• **REQUIRED ACTION**
Write out every record below exactly, so that nothing differs from what is shown.

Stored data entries
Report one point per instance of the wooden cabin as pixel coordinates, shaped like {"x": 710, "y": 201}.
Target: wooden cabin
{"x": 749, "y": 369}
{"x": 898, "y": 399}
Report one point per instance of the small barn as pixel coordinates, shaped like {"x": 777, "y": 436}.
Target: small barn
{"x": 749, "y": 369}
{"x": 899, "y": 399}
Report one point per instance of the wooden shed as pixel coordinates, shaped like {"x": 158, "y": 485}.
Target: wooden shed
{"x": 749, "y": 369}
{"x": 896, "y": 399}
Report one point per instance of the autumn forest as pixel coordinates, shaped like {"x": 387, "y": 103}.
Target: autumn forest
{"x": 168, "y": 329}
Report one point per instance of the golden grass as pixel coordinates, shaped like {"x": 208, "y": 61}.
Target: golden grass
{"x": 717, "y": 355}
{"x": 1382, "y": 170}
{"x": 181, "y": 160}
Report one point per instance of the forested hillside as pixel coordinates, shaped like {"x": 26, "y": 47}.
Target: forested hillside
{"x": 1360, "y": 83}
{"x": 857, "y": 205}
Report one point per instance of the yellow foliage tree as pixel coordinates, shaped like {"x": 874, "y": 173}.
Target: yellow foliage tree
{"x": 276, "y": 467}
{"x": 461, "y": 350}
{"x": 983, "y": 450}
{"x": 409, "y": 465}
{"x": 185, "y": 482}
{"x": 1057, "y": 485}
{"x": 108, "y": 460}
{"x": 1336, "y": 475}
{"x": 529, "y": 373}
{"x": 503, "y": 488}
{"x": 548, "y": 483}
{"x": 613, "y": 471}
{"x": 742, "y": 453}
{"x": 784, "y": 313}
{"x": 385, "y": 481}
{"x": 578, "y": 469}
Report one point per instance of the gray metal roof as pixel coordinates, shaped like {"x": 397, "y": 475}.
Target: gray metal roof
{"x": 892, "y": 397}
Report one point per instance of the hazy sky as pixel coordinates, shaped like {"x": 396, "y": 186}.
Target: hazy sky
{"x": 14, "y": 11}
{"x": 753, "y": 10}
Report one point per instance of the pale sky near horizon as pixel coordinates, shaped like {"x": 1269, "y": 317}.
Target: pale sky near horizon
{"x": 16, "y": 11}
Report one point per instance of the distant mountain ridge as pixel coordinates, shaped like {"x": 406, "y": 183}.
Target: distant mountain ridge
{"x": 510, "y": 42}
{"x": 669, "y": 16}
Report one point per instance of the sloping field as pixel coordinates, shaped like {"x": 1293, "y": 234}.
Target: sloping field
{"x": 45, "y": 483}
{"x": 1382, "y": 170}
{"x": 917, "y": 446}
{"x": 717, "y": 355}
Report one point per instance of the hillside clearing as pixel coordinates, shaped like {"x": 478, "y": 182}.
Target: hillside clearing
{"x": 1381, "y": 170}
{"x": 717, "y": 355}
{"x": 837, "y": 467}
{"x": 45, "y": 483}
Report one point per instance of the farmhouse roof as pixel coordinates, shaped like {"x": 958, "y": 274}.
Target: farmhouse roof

• **RESPONSE TO THE TASK**
Report one point per instance of the wooden cabin as pixel coordinates, shaped like {"x": 710, "y": 201}.
Target: wooden cabin
{"x": 749, "y": 369}
{"x": 898, "y": 399}
Report one point per instance of the small barn as pixel coordinates, shaped like {"x": 777, "y": 436}.
Target: small barn
{"x": 749, "y": 369}
{"x": 899, "y": 399}
Report one point per instance of the wooden shed as pixel coordinates, shaped like {"x": 158, "y": 485}.
Target: wooden shed
{"x": 749, "y": 369}
{"x": 896, "y": 399}
Report one point per instance of the autumn forest as pixel coordinates, shaped like {"x": 387, "y": 103}.
Target: autumn forest
{"x": 168, "y": 329}
Report one point per instance of the golden grass as pixel coordinates, shaped like {"x": 208, "y": 61}.
Target: golden grass
{"x": 717, "y": 355}
{"x": 1382, "y": 170}
{"x": 181, "y": 160}
Report one point per instance of the forested hillside as pixel coordinates, shaped like {"x": 26, "y": 47}.
Target: forested hillside
{"x": 1360, "y": 83}
{"x": 857, "y": 205}
Report one point per instance of the yellow foliage tree as pixel coordinates, shaped like {"x": 874, "y": 173}.
Target: yellow foliage tree
{"x": 276, "y": 467}
{"x": 461, "y": 350}
{"x": 983, "y": 450}
{"x": 409, "y": 465}
{"x": 185, "y": 482}
{"x": 1057, "y": 485}
{"x": 108, "y": 460}
{"x": 1336, "y": 475}
{"x": 529, "y": 373}
{"x": 503, "y": 488}
{"x": 548, "y": 483}
{"x": 613, "y": 471}
{"x": 742, "y": 453}
{"x": 784, "y": 313}
{"x": 385, "y": 481}
{"x": 578, "y": 469}
Report one point per instance of the gray metal roof as pixel coordinates, shaped like {"x": 397, "y": 475}.
Target: gray metal roof
{"x": 892, "y": 397}
Report one point per instance of the hazy sky as pixel coordinates, shaped like {"x": 396, "y": 186}.
Target: hazy sky
{"x": 14, "y": 11}
{"x": 753, "y": 10}
Report one point per instance of the pale sky near horizon as pixel coordinates, shaped like {"x": 1269, "y": 317}.
Target: pale sky near horizon
{"x": 16, "y": 11}
Report one point per instance of the distant mountain ridge as pixel coordinates, shaped like {"x": 406, "y": 183}.
Target: distant mountain ridge
{"x": 510, "y": 42}
{"x": 669, "y": 16}
Report one point per instance of the sloping field as pixel coordinates, shaped like {"x": 1293, "y": 234}.
Target: sloping field
{"x": 45, "y": 483}
{"x": 1382, "y": 170}
{"x": 917, "y": 446}
{"x": 717, "y": 355}
Report one point per instance of the hillside clearing as pixel coordinates, shaped like {"x": 478, "y": 182}.
Target: hillside clearing
{"x": 1381, "y": 170}
{"x": 717, "y": 355}
{"x": 837, "y": 467}
{"x": 45, "y": 483}
Report one point per instance of the farmhouse roof as pixel coordinates, shaped like {"x": 958, "y": 274}.
Target: farmhouse roof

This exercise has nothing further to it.